**TO BE DONE:**
Count the lines in the material below that contain the string "brown", with case counting, and reply with only the number.

# start of DATA SHOWN

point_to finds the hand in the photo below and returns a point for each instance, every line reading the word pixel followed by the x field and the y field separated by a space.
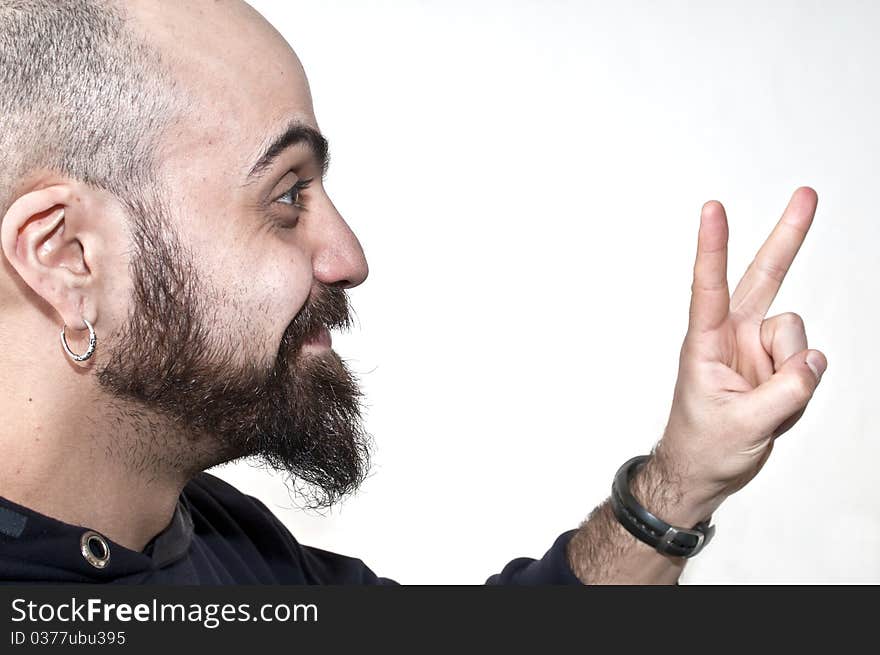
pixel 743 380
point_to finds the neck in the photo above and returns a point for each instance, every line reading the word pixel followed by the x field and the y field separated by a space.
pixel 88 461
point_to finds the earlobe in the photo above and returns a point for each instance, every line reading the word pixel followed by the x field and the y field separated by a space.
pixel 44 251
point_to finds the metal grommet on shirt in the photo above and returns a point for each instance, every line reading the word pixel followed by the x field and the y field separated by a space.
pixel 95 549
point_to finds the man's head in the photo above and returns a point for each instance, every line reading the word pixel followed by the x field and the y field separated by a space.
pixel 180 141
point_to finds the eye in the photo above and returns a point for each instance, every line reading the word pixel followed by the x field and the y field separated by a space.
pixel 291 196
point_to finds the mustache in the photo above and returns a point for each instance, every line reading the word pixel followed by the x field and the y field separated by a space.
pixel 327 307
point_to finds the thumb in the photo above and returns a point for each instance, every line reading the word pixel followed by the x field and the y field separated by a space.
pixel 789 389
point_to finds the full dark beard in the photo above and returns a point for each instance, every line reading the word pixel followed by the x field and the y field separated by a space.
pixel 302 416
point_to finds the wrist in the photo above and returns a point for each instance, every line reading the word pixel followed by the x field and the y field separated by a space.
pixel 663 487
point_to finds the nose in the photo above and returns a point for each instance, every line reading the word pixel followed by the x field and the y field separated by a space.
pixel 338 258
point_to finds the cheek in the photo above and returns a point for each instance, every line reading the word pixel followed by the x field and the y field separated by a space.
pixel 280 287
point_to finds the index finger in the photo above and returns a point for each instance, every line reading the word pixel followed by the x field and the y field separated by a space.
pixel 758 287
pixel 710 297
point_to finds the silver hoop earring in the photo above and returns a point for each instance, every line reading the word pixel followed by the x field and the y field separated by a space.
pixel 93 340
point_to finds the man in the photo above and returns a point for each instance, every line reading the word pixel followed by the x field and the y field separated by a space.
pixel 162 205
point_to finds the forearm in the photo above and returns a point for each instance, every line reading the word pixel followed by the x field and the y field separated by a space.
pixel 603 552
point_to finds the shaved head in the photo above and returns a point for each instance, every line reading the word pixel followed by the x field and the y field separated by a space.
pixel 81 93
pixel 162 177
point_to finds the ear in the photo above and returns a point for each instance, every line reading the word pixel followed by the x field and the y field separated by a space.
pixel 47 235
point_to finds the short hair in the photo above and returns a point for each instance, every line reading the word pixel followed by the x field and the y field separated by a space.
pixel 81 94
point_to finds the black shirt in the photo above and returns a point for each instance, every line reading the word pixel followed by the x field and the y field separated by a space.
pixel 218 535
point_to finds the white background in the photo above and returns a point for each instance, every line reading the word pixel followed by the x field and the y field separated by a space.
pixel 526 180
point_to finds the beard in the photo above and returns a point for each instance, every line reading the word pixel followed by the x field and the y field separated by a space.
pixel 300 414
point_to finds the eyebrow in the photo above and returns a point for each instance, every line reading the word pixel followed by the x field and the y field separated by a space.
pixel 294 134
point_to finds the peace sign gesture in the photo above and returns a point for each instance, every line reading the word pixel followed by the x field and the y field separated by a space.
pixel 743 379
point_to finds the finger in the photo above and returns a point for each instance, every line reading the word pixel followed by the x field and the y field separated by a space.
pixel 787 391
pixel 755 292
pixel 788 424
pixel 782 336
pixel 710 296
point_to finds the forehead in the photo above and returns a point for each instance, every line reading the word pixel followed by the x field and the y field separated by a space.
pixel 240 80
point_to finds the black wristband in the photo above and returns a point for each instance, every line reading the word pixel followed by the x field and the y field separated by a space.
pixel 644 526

# end of DATA SHOWN
# start of DATA SHOWN

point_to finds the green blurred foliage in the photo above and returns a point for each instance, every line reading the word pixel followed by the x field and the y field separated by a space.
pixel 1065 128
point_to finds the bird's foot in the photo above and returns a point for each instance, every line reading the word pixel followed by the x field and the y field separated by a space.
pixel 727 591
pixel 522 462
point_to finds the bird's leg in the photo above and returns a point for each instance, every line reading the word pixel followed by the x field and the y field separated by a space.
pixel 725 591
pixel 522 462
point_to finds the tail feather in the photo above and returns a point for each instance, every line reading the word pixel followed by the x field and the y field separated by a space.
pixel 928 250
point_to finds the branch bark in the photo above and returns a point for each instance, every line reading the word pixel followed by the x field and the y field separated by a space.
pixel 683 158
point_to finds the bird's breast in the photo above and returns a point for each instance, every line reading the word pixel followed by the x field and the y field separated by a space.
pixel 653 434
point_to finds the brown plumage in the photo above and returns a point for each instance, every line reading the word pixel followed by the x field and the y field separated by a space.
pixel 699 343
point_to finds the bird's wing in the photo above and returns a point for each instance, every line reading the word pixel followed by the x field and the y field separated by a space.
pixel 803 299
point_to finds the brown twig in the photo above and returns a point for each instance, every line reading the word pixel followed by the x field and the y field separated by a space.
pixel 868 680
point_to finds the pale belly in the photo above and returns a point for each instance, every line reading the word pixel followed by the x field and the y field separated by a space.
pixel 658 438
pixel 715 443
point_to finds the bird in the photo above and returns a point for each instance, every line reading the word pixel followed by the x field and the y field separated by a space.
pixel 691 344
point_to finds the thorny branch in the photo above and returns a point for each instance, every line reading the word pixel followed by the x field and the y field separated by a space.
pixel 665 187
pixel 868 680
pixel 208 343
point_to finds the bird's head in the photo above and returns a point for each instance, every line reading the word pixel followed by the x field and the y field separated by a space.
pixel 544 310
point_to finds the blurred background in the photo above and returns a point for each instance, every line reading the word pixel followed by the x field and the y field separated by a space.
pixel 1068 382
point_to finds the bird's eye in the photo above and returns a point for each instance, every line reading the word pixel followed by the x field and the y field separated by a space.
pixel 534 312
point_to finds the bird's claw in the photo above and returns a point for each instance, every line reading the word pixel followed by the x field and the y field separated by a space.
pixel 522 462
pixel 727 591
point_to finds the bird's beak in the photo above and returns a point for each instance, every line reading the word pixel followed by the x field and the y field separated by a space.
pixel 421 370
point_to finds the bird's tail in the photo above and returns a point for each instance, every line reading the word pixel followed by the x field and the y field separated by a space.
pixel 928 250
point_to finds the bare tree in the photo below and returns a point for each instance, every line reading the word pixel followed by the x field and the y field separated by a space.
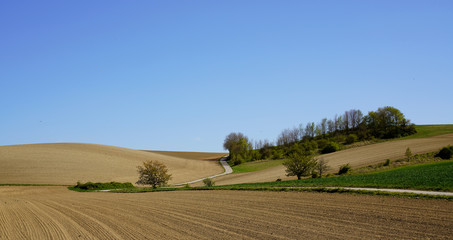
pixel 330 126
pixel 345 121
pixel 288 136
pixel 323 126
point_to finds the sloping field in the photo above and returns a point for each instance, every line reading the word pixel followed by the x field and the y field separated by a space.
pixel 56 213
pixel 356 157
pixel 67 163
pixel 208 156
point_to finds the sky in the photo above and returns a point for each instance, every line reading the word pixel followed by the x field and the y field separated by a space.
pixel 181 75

# end of DATA SHOWN
# start of DATA SHOWN

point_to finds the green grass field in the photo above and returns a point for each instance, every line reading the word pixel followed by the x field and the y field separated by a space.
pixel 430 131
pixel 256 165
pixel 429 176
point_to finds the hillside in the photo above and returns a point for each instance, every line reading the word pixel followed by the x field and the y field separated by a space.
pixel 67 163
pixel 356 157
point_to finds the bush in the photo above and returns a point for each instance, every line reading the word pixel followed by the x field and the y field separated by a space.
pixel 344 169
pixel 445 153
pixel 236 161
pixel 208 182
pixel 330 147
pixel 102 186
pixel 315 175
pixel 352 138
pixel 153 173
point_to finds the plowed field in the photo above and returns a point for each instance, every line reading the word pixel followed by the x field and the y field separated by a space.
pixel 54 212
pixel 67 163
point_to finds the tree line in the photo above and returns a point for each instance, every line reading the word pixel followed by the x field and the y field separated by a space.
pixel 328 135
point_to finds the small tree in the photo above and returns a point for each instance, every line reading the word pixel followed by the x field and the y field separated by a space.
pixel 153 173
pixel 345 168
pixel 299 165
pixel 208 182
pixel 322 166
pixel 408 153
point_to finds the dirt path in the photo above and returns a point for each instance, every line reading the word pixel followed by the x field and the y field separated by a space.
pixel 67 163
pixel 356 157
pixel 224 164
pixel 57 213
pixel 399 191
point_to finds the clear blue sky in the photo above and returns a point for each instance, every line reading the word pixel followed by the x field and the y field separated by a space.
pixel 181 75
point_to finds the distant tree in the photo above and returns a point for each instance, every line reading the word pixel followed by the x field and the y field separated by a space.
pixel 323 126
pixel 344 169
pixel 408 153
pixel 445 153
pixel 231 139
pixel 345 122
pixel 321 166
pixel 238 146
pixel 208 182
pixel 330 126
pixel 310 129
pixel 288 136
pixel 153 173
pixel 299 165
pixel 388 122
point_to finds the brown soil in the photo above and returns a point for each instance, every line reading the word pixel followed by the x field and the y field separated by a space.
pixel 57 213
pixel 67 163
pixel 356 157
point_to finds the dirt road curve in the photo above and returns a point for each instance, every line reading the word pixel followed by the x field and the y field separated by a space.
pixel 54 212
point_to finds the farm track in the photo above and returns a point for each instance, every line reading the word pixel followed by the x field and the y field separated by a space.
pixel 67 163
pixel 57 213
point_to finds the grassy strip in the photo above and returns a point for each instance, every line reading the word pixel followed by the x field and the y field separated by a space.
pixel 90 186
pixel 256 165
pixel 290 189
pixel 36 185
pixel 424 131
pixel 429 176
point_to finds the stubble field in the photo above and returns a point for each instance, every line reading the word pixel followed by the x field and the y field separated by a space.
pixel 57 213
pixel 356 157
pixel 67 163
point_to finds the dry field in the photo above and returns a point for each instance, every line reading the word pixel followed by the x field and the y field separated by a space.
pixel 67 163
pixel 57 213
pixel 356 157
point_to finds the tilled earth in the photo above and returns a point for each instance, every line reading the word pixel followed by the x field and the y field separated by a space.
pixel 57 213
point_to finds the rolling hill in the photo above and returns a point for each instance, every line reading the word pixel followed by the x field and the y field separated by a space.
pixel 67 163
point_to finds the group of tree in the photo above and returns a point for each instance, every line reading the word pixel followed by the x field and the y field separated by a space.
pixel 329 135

# end of DATA SHOWN

**ANSWER TO THIS TASK:**
3